====== DOCUMENT PASSAGE ======
That first night, we did eventually run Jumpers and Gamblers, both of which have two short courses. You have to run both successfully to earn a Q. At that point we were exhausted, and night was falling. We took our dogs and rope and headed home.
The next challenge was uploading our individual videos to YouTube and sending a link to USDAA. Each handler is on their own here. None of us knew exactly how to do this. I read directions, whimpered, hollered. Eventually I thought I had successfully shared the videos with USDAA. When I checked back the next day, it became obvious that one of my links was to an art supply store that had nothing to do with agility. USDAA has been very kind with efforts to help.
Since that first evening, our group has set up and run the Starters Snooker (is that game ever easy?), another Starters Jumpers and Starters Standard. Videos have been uploaded without tears. We have tamed the trial calendar, which is tricky for reasons I won’t try to explain. We are in the game. USDAA is working to smooth some of the rough edges of a program I think they created fairly quickly.
====== INFORMATION SHOWN ======
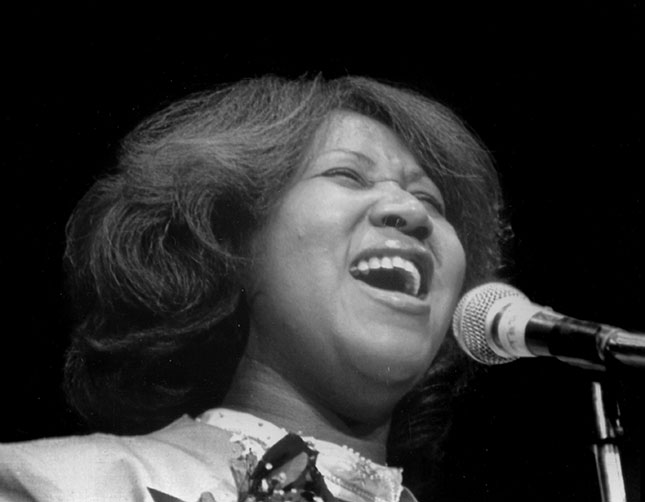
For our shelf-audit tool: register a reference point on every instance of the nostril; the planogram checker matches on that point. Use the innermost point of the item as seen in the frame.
(394, 221)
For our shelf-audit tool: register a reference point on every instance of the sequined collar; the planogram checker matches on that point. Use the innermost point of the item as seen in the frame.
(348, 475)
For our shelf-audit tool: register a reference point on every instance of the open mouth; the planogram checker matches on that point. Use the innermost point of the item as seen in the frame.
(391, 273)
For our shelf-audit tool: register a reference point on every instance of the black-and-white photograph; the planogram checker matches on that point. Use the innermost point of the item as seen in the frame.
(353, 261)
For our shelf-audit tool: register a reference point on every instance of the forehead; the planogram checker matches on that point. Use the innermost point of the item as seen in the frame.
(351, 132)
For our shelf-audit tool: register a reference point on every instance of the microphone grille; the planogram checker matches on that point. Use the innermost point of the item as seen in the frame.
(469, 320)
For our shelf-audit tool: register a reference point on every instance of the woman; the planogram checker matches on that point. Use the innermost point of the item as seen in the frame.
(285, 255)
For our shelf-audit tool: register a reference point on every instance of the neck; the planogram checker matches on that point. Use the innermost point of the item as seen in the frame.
(261, 391)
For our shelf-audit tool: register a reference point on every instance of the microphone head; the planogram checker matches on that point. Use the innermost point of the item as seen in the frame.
(469, 322)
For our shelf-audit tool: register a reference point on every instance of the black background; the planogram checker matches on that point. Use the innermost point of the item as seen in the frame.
(555, 93)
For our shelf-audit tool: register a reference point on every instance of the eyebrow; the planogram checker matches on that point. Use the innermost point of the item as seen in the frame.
(361, 156)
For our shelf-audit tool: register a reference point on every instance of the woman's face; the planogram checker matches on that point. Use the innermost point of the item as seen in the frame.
(356, 273)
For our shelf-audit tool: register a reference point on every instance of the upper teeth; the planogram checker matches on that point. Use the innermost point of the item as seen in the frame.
(364, 266)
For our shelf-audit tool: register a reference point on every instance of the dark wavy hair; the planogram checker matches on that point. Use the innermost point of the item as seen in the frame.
(155, 250)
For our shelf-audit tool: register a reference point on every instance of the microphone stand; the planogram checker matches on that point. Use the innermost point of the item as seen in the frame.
(608, 431)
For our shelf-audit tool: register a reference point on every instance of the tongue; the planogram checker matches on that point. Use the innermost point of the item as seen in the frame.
(386, 279)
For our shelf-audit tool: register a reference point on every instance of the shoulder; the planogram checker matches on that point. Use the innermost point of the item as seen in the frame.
(183, 459)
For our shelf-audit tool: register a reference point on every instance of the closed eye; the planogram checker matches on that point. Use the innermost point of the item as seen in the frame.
(432, 201)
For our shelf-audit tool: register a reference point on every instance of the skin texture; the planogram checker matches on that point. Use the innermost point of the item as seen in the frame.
(329, 355)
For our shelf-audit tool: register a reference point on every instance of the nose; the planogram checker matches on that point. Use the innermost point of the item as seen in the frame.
(403, 211)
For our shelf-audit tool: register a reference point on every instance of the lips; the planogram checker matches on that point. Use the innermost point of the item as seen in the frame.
(399, 270)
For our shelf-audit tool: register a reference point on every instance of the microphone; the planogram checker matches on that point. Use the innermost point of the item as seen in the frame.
(496, 323)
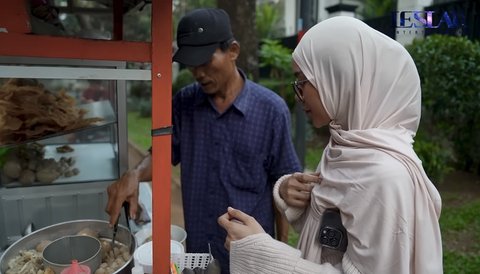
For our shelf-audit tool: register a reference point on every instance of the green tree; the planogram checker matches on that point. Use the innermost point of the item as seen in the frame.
(378, 8)
(266, 19)
(450, 77)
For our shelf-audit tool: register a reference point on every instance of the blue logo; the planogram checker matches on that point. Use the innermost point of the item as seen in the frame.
(418, 21)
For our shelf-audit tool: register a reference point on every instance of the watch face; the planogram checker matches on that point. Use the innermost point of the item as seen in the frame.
(332, 233)
(330, 237)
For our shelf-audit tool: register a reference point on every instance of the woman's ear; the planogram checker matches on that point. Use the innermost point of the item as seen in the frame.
(234, 50)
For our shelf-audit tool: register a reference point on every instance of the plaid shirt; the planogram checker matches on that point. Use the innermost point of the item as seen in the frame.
(229, 159)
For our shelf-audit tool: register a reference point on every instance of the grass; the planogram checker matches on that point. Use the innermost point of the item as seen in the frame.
(459, 222)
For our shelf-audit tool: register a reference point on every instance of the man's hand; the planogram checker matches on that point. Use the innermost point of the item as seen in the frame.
(297, 189)
(125, 189)
(238, 225)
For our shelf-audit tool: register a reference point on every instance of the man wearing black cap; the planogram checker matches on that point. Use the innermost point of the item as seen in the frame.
(231, 135)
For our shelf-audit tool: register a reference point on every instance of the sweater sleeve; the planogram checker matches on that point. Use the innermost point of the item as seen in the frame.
(294, 215)
(260, 253)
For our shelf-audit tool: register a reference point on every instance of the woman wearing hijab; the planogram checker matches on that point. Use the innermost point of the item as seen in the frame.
(365, 86)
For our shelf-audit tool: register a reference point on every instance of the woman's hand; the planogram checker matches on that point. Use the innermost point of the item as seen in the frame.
(296, 190)
(238, 225)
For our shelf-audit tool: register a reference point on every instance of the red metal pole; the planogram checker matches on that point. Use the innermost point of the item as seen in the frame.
(161, 119)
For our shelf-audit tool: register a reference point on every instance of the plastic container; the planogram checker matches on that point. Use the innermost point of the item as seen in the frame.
(137, 270)
(177, 233)
(143, 254)
(75, 268)
(86, 250)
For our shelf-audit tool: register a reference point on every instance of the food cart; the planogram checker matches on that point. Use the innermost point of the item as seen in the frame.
(102, 161)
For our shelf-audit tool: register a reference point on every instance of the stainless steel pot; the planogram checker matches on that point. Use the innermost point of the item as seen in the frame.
(56, 231)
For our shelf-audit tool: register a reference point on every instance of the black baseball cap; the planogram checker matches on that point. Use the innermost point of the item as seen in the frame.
(199, 34)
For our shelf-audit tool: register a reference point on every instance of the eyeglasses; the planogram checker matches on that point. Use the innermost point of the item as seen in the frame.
(297, 87)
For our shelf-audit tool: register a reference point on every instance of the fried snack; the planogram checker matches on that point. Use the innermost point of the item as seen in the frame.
(29, 111)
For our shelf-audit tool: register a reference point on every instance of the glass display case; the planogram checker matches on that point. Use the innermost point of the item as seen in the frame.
(63, 139)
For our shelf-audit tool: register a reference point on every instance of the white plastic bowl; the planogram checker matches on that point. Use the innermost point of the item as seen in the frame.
(177, 233)
(143, 254)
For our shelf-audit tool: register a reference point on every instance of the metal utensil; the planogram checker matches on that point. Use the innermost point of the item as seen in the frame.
(115, 229)
(125, 206)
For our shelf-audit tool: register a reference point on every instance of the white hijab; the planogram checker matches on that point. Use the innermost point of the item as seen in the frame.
(370, 88)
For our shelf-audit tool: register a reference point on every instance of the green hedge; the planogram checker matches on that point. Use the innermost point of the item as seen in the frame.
(450, 75)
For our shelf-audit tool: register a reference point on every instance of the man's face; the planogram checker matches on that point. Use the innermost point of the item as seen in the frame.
(213, 76)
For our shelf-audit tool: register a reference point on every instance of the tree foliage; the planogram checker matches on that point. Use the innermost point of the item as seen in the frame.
(450, 77)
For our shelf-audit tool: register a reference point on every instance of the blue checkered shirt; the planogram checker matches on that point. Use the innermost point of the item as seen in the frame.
(229, 159)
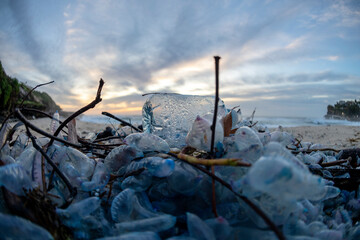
======
## ACTIVITY 1
Answer these questions from the dog agility account:
(a) How many short courses do Jumpers and Gamblers each have?
(b) Where did one of the writer's links to USDAA actually lead?
(c) Besides Starters Snooker, which two Starters games has the group run since that first evening?
## ACTIVITY 2
Pick up the dog agility account after its last sentence and carry it on for one paragraph.
These records have no connection to the dog agility account.

## EXPECTED ANSWER 1
(a) Two.
(b) To an art supply store that had nothing to do with agility.
(c) Starters Jumpers and Starters Standard.

## EXPECTED ANSWER 2
Interestingly, AKC announced an agility video program just last week. They already had video options for titles in novice rally and tricks. They must have seen the writing on the wall that they should add agility. But where USDAA has done it right, the AKC program is grey and pasty. The six people who still work at AKC must be exhausted or demoralized. Their agility program creates a separate category of video titles, and generally, it is devoid of excitement. I am an avid AKC competitor in normal times, so I find this sad and unfortunate.